• _WHAT IS EXPECTED_: Report each line of the records below that contains the word "striped", copying those lines in full.

• _DATASET RECORDS_:
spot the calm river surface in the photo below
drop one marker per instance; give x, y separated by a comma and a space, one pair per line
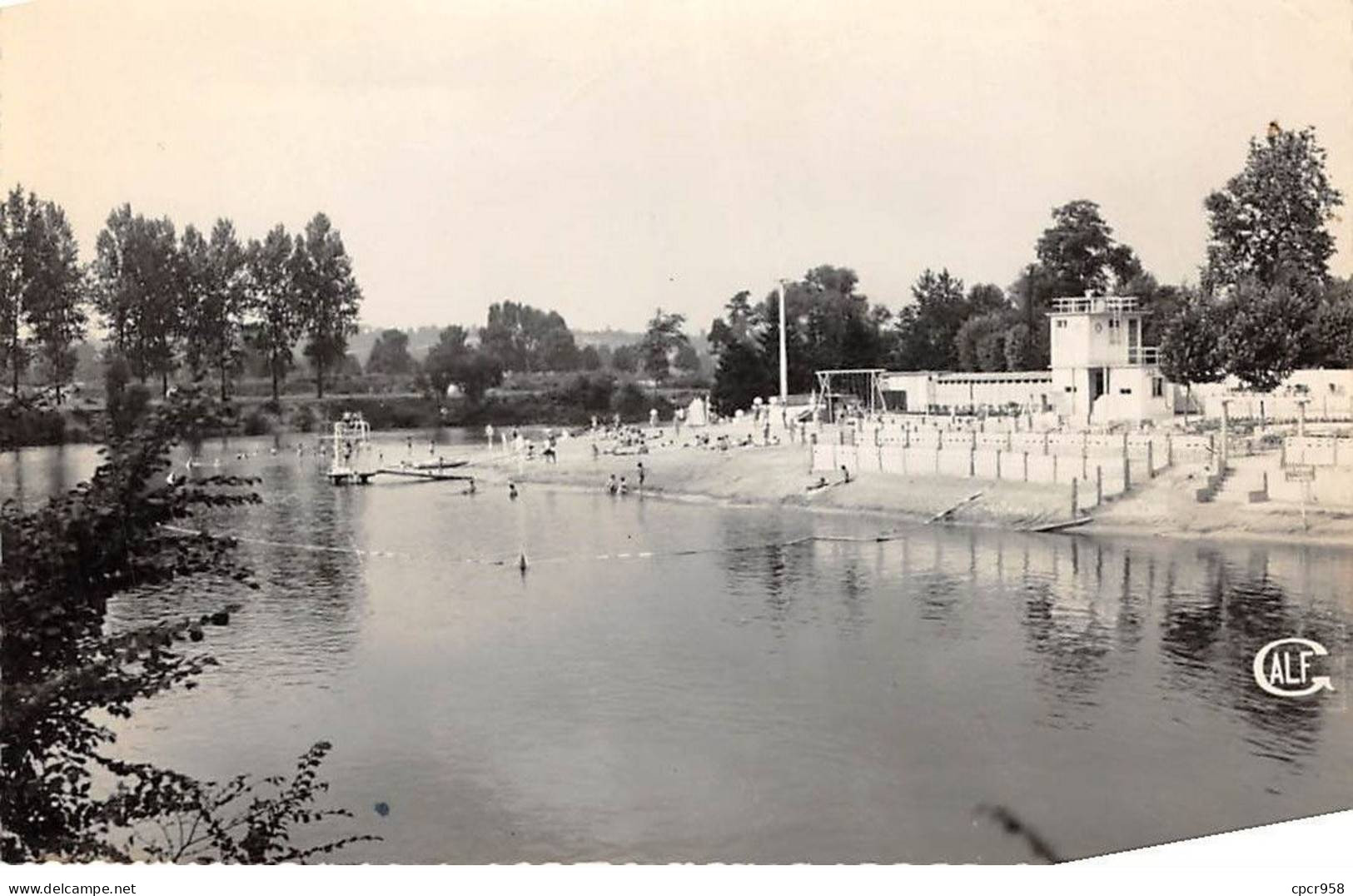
731, 696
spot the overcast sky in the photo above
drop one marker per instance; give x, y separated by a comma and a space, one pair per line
604, 158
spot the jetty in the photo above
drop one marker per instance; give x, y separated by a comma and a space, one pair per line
353, 463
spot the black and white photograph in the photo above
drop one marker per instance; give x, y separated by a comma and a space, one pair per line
634, 432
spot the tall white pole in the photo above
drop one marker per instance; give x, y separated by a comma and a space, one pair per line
783, 356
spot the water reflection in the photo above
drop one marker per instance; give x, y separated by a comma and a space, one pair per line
693, 683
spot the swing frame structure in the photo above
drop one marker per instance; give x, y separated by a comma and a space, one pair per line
862, 385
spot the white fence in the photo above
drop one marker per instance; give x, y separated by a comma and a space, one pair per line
1165, 447
1095, 478
1318, 451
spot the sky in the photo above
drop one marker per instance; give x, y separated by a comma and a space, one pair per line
609, 157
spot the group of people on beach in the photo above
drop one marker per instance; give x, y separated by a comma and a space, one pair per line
621, 486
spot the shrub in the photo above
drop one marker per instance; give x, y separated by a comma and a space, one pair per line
257, 422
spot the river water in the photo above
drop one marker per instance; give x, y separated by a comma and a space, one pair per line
694, 683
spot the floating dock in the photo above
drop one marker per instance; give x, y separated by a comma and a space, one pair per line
346, 476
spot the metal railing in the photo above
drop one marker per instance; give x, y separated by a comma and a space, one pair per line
1145, 355
1095, 303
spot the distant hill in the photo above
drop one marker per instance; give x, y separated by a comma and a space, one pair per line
610, 339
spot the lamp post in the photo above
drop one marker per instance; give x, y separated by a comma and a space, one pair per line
783, 356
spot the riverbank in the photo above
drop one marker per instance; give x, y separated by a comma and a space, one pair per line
1166, 508
778, 475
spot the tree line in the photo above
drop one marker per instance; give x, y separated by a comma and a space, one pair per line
172, 301
523, 339
1264, 305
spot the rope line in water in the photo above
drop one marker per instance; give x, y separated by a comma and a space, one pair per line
619, 555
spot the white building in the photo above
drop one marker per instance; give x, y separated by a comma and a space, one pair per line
1100, 371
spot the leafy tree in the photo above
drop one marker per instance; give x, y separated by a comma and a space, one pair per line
740, 320
688, 359
1190, 341
125, 402
743, 374
450, 361
660, 344
1333, 326
625, 359
981, 341
1270, 221
328, 296
526, 339
589, 359
140, 291
927, 329
279, 318
828, 325
15, 271
1017, 346
216, 301
67, 668
41, 290
390, 354
1080, 255
1264, 332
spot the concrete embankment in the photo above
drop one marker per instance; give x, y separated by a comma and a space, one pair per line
779, 475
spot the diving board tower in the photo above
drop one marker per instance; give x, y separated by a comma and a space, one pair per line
848, 390
1102, 372
350, 451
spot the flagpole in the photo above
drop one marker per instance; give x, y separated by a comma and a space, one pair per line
783, 356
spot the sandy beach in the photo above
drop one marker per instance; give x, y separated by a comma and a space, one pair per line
779, 475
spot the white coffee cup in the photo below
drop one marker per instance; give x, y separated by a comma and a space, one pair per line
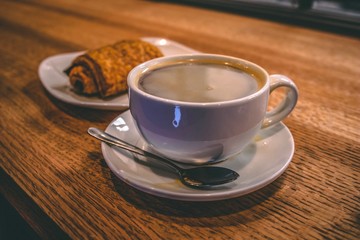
194, 132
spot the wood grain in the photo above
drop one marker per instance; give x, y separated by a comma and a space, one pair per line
46, 152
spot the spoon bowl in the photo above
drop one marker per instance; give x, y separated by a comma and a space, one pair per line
196, 177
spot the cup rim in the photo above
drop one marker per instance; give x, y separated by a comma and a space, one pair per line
136, 73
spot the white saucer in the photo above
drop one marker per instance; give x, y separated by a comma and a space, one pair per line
56, 82
258, 165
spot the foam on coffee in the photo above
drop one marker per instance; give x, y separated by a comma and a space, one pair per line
199, 82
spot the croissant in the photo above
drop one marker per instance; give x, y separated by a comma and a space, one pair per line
103, 71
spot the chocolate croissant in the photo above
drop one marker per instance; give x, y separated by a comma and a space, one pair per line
103, 71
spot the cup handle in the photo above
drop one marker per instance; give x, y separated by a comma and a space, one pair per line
286, 105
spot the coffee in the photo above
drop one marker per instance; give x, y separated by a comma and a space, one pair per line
200, 82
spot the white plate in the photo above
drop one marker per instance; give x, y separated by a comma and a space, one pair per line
265, 159
56, 82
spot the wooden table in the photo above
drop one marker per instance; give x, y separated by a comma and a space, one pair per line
54, 174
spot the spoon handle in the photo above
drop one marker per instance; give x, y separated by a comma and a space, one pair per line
110, 139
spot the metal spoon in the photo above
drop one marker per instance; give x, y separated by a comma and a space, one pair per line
197, 177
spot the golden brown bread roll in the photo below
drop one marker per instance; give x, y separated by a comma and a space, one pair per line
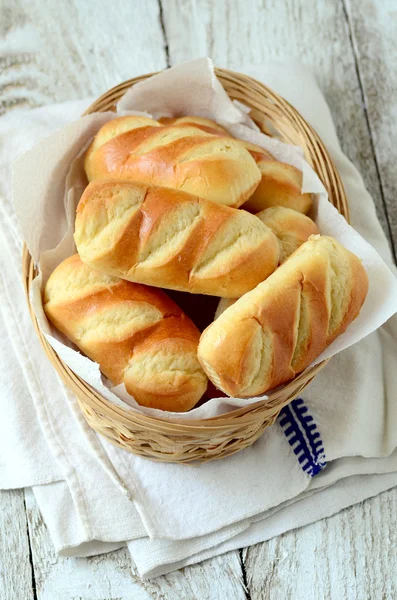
201, 122
276, 330
136, 334
291, 228
171, 239
183, 157
280, 184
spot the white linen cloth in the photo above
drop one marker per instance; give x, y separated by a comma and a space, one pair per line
94, 497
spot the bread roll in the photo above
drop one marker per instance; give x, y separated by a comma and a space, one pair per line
200, 122
291, 228
136, 334
276, 330
170, 239
183, 157
280, 183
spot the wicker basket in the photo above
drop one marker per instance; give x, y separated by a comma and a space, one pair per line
184, 441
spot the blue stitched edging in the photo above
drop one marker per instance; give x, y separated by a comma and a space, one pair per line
303, 437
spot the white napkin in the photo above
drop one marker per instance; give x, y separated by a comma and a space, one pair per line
191, 513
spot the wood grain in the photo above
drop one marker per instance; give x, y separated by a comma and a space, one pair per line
16, 579
373, 27
56, 51
350, 556
238, 33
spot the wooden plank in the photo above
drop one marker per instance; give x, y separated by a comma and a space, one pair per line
373, 26
56, 51
244, 32
348, 556
50, 53
217, 579
16, 581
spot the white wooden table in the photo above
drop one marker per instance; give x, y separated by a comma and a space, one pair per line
53, 51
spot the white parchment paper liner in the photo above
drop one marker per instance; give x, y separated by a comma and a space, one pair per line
49, 180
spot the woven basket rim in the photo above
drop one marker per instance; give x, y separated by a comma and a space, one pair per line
225, 420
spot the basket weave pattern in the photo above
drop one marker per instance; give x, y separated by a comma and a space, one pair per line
184, 441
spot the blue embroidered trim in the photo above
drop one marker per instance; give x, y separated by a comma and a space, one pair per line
303, 436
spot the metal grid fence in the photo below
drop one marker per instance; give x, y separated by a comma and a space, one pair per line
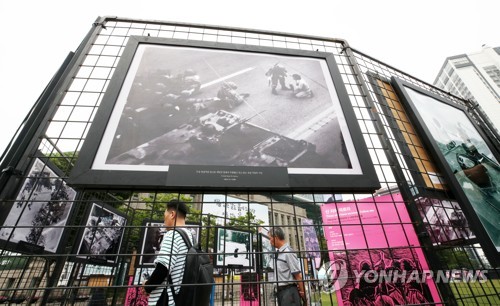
77, 276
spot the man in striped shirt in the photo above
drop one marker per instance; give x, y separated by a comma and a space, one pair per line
172, 257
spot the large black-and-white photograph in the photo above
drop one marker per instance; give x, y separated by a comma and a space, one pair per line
175, 105
153, 236
102, 235
233, 248
236, 108
41, 209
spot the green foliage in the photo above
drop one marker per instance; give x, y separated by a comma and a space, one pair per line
457, 258
148, 208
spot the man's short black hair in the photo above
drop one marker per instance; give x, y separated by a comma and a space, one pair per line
178, 206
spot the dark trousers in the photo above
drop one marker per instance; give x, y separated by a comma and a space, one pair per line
289, 296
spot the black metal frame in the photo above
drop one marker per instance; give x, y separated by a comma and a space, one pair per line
188, 176
475, 223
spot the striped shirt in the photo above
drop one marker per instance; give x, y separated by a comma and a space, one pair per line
172, 255
287, 265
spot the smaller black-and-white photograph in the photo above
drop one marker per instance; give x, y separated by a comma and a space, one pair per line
142, 275
233, 248
444, 220
41, 209
102, 235
153, 236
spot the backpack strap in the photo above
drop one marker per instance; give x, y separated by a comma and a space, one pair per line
189, 245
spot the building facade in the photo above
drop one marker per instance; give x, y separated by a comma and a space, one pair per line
83, 209
474, 76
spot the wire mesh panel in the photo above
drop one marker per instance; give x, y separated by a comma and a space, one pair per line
410, 242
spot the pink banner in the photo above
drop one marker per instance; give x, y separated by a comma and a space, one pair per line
375, 235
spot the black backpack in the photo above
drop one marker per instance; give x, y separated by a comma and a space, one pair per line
198, 277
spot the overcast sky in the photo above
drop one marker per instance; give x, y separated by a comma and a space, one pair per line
413, 36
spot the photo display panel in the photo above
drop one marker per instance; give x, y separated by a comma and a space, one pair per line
373, 239
466, 155
187, 114
41, 210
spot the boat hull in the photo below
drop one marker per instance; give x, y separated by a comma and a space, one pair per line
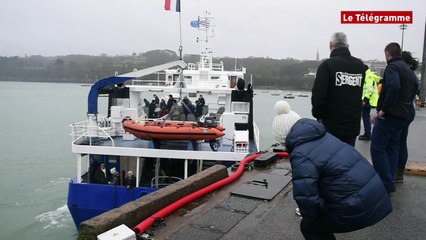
86, 201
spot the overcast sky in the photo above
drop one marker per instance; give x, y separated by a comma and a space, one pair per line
261, 28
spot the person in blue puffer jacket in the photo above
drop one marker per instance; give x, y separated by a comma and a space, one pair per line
336, 189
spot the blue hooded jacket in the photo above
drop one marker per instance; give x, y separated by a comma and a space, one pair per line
332, 179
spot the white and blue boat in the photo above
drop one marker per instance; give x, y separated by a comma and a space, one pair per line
157, 162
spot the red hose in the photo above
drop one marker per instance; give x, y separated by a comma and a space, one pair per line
144, 225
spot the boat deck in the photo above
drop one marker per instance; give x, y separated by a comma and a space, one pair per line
168, 149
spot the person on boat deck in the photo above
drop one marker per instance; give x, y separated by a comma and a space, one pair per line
115, 176
201, 100
130, 180
336, 189
198, 109
187, 107
151, 109
170, 102
102, 175
163, 107
156, 99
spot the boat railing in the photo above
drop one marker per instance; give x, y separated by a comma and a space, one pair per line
256, 136
163, 181
150, 82
81, 131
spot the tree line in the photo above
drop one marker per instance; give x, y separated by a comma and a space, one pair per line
265, 72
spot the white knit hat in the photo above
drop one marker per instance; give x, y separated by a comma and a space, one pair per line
284, 120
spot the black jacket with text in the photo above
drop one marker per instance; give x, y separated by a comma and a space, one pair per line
337, 91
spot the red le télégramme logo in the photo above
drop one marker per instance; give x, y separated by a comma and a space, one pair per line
376, 17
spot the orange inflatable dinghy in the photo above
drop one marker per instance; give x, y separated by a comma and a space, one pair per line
172, 130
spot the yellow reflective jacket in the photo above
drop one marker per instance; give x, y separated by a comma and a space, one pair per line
370, 92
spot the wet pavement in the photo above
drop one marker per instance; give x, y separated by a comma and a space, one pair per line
221, 215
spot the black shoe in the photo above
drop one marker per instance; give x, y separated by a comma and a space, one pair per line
364, 137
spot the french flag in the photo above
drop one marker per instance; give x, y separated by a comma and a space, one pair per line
172, 5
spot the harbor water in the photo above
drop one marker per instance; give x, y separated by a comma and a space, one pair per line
36, 158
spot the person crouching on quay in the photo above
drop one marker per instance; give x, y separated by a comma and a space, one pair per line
336, 189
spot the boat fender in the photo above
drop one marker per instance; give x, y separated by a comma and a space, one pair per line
126, 118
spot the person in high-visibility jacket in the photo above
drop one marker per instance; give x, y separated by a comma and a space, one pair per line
370, 96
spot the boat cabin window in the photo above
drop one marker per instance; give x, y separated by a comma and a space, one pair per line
125, 102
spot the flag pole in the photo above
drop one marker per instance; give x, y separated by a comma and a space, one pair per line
180, 34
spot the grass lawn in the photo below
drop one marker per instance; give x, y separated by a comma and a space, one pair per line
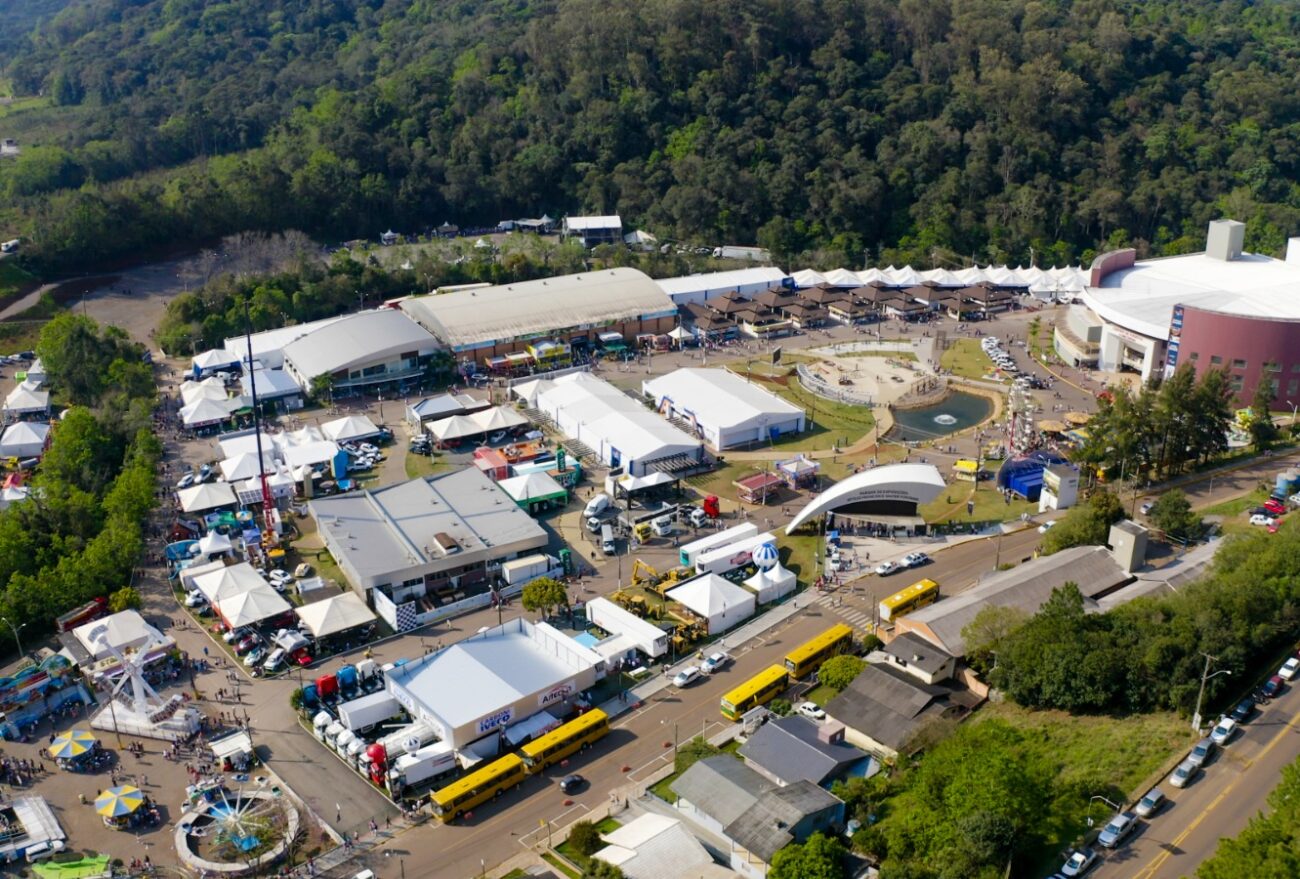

• _TASK RESPONSE_:
spot the man in striped shirt in the photo above
spot the striped shirt in the photo above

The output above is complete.